:: Given problem ::
Pick out and copy every line of the entries below that contains the string "leaf". Letter case must match.

:: Image location labeling entries ::
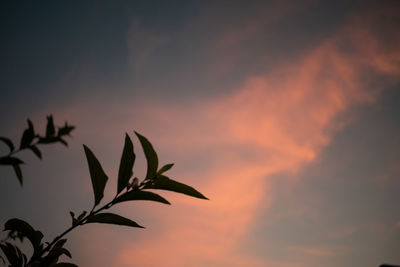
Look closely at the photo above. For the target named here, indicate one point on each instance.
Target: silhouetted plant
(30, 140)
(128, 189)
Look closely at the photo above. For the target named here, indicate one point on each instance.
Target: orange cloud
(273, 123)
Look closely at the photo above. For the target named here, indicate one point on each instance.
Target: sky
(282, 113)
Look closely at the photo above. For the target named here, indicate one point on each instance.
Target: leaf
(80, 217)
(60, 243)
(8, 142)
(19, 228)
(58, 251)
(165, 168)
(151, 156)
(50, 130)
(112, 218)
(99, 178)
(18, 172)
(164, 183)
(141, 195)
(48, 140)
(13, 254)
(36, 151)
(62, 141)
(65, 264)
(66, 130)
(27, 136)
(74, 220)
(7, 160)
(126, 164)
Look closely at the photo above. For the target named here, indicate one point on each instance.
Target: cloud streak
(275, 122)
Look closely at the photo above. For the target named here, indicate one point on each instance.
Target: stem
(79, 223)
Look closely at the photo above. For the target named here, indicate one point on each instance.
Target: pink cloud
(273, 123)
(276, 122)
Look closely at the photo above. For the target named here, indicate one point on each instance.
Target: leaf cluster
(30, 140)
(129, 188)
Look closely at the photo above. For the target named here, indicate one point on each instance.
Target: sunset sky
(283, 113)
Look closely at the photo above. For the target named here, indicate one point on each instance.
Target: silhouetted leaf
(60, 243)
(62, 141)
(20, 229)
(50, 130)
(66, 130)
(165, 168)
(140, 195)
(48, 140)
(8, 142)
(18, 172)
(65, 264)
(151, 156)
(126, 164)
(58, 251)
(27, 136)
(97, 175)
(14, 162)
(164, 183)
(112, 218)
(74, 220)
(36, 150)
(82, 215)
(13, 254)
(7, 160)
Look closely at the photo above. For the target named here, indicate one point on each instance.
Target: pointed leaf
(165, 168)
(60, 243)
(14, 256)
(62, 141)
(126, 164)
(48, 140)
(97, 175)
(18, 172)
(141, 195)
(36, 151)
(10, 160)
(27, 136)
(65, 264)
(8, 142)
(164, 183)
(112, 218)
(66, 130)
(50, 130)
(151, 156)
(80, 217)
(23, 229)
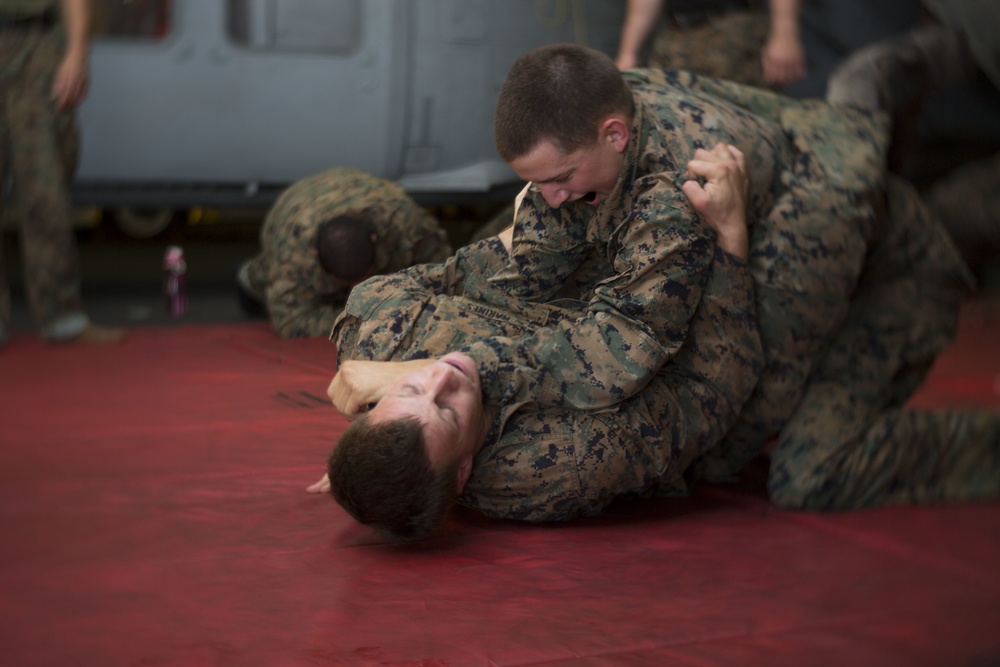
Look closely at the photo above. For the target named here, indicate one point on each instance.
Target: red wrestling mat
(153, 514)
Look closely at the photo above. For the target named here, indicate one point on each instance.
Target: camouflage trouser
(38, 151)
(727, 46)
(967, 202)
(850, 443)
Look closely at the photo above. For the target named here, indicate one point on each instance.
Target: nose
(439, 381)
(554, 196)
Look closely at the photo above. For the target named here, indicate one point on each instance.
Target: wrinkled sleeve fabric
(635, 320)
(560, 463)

:: Output of the task ::
Target: leaf
Target: leaf cluster
Target: silhouetted leaf
Target: pointed leaf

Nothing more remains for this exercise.